§ **Dataset excerpts**
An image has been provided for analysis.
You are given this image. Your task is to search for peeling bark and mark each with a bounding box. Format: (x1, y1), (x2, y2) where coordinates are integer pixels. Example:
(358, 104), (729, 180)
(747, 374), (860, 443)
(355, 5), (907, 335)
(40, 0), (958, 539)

==

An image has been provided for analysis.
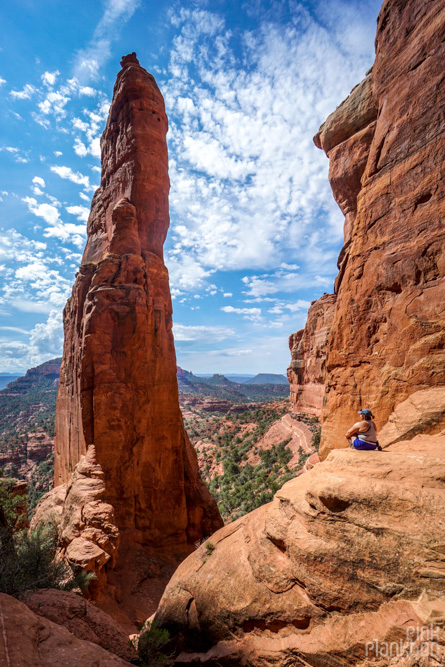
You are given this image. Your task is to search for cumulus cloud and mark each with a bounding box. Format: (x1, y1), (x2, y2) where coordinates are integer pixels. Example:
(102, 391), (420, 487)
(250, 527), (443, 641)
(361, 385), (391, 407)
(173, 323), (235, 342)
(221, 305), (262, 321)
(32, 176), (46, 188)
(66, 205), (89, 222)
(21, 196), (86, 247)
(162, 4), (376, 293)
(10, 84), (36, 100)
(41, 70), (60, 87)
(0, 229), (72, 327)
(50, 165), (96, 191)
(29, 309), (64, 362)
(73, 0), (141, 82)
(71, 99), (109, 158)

§ **Problem**
Provide every line from the material that contains the word "integer".

§ **Output**
You are given this image. Your task is to search for peeling bark and mark each with a bounding box. Format: (x1, y1), (x2, y2) where coordinates are integer pixels. Example:
You are given this image. Your task is to search for cumulus cloud and mark each with a bounding box. Format: (x1, y1), (x2, y2) where coordinates are integer pixels. Example:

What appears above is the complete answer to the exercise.